§ **Objective**: Render the lines from the start of the rows through the line that contains "point(175, 188)", inclusive, as a JSON list of strings with one string per line and blank lines left out.

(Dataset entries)
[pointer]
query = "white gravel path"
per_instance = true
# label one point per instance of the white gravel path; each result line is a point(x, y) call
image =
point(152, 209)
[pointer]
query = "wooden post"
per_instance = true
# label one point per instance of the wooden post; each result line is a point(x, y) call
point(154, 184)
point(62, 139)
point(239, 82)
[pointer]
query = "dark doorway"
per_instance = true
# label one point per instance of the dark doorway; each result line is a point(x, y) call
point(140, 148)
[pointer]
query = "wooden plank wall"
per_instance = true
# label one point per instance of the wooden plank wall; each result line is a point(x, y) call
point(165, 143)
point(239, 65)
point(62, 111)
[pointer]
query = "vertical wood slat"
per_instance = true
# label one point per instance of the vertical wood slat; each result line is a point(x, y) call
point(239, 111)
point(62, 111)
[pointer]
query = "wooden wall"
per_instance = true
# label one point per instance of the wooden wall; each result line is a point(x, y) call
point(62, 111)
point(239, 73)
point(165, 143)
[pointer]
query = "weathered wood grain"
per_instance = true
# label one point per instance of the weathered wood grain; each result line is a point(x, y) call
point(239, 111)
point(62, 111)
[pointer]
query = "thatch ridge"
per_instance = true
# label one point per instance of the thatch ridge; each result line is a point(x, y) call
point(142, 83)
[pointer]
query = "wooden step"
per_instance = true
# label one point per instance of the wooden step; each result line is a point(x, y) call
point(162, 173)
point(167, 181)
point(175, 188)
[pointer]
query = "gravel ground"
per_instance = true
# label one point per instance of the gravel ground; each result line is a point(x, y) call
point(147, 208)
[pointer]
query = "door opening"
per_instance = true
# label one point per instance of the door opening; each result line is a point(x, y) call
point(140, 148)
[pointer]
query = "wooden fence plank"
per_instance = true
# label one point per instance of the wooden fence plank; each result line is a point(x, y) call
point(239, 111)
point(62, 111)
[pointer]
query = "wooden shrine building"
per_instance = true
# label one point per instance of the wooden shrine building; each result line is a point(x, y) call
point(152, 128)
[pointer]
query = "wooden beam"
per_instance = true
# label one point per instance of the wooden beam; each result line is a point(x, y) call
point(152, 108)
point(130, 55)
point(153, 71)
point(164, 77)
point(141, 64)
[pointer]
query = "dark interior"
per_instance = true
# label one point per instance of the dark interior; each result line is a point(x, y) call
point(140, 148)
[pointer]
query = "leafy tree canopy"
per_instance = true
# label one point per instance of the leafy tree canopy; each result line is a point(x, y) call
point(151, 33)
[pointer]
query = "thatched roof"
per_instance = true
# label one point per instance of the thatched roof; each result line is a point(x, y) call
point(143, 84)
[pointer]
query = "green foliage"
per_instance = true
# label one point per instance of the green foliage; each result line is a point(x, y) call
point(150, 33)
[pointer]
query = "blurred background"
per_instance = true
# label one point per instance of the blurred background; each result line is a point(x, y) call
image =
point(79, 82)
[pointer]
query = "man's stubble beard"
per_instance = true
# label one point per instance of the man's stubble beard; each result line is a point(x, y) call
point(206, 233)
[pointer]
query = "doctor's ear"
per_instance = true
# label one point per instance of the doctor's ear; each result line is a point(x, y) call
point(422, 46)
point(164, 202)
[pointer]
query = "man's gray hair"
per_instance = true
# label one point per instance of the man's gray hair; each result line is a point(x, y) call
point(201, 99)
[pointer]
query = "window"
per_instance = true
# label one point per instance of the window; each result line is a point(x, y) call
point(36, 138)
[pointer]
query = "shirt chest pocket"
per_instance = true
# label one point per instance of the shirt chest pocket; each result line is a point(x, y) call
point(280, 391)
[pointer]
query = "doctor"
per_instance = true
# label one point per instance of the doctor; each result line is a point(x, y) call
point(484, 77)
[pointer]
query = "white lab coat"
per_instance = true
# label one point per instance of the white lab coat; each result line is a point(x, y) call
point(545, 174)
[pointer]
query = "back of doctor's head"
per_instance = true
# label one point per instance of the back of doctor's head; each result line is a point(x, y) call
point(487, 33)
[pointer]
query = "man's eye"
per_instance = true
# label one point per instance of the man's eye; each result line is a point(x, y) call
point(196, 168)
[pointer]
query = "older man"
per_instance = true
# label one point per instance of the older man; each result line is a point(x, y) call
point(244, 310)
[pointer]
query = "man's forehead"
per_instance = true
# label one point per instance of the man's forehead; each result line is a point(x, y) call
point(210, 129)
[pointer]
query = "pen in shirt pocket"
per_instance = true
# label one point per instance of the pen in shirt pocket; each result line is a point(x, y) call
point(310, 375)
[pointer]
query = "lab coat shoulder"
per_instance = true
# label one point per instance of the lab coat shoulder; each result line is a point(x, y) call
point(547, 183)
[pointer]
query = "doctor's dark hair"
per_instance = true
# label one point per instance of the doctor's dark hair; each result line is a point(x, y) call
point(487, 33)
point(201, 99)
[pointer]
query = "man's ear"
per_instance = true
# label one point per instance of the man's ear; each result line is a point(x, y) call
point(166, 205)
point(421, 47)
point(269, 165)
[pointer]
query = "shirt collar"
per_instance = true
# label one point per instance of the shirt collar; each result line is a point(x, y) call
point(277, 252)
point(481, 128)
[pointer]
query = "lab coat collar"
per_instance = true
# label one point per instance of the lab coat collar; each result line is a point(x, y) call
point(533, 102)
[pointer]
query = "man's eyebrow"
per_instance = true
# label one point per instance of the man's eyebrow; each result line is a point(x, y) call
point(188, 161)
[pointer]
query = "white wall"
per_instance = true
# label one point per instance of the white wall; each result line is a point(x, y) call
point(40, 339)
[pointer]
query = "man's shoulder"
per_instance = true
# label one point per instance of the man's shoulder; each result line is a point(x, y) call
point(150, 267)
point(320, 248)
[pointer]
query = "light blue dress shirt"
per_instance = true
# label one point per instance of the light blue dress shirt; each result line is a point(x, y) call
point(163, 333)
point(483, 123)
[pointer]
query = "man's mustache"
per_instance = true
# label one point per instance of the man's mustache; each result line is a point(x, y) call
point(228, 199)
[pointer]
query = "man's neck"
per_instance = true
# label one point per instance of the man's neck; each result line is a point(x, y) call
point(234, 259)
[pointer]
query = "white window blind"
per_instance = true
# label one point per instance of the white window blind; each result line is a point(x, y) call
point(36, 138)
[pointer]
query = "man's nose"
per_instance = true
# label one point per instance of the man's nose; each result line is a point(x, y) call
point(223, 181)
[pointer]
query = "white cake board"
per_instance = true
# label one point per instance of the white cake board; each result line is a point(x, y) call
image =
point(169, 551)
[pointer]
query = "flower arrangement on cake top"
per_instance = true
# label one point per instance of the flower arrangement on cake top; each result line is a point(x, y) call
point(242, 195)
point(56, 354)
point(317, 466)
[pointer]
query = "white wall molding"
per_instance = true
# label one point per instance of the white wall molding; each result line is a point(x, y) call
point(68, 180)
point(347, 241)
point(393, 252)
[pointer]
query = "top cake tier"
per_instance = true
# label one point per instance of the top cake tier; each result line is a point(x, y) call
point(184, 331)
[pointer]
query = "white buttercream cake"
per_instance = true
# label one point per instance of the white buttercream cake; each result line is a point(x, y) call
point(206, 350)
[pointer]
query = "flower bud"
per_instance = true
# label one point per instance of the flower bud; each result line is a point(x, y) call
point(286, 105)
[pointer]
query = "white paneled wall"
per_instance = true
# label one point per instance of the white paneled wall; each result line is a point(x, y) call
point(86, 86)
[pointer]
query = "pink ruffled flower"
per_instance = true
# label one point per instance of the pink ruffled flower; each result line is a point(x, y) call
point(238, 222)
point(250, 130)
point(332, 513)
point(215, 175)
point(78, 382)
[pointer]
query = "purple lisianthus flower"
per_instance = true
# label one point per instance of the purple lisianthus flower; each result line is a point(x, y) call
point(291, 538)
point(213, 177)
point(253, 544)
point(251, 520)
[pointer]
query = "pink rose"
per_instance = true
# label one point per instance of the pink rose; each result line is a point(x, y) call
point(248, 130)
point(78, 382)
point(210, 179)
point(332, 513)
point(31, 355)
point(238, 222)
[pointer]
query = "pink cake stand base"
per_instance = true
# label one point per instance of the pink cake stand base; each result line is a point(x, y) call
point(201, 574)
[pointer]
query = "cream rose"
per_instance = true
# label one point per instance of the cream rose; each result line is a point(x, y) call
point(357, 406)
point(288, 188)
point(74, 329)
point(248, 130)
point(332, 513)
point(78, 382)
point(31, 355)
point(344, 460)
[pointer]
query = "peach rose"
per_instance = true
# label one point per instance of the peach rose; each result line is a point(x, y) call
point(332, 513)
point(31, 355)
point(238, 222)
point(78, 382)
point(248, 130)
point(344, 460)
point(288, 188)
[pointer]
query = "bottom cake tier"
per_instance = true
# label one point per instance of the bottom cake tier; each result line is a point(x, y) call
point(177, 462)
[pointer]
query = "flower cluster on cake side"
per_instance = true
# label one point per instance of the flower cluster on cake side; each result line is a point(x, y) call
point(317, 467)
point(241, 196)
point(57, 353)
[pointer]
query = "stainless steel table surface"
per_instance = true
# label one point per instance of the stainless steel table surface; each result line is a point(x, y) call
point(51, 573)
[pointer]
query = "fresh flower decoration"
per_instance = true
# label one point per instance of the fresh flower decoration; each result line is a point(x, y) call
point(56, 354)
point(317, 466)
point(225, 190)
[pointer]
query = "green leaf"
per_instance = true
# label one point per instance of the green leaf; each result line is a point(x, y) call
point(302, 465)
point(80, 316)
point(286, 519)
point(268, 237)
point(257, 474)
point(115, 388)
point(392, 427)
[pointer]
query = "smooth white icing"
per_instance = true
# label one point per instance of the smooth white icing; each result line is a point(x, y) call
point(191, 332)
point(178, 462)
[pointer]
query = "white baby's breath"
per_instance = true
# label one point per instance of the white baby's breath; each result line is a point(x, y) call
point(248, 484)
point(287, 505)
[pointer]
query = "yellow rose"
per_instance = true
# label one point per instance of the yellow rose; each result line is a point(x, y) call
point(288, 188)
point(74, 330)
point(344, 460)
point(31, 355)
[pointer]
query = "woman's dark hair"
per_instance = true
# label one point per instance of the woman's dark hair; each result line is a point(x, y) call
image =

§ **Output of the task**:
[
  "[pointer]",
  "query = \"white gravel path\"",
  "per_instance = true",
  "# label one point per instance of the white gravel path; each result line is a point(x, y) call",
  "image =",
  "point(152, 209)",
  "[pointer]",
  "query = \"wooden post\"",
  "per_instance = true",
  "# label one point per instance of the wooden post; each result line is a point(x, y) call",
  "point(154, 184)",
  "point(62, 139)",
  "point(239, 82)",
  "[pointer]",
  "query = \"dark doorway\"",
  "per_instance = true",
  "# label one point per instance of the dark doorway; each result line is a point(x, y) call",
  "point(140, 148)",
  "[pointer]",
  "query = \"wooden plank wall\"",
  "per_instance = true",
  "# label one point per instance of the wooden plank wall; each result line is a point(x, y) call",
  "point(165, 143)",
  "point(239, 65)",
  "point(62, 111)",
  "[pointer]",
  "query = \"vertical wood slat\"",
  "per_instance = true",
  "# label one point per instance of the vertical wood slat; each result line is a point(x, y) call",
  "point(239, 111)",
  "point(62, 111)",
  "[pointer]",
  "query = \"wooden wall\"",
  "per_instance = true",
  "# label one point per instance of the wooden wall; each result line is a point(x, y) call",
  "point(62, 111)",
  "point(239, 73)",
  "point(165, 143)",
  "[pointer]",
  "query = \"weathered wood grain\"",
  "per_instance = true",
  "# label one point per instance of the weathered wood grain; each result line is a point(x, y) call",
  "point(239, 111)",
  "point(62, 111)",
  "[pointer]",
  "query = \"thatch ridge\"",
  "per_instance = true",
  "# label one point per instance of the thatch ridge; each result line is a point(x, y) call",
  "point(142, 83)",
  "[pointer]",
  "query = \"wooden step\"",
  "per_instance = true",
  "# label one point per instance of the wooden step; each result line is a point(x, y) call",
  "point(162, 173)",
  "point(167, 181)",
  "point(175, 188)"
]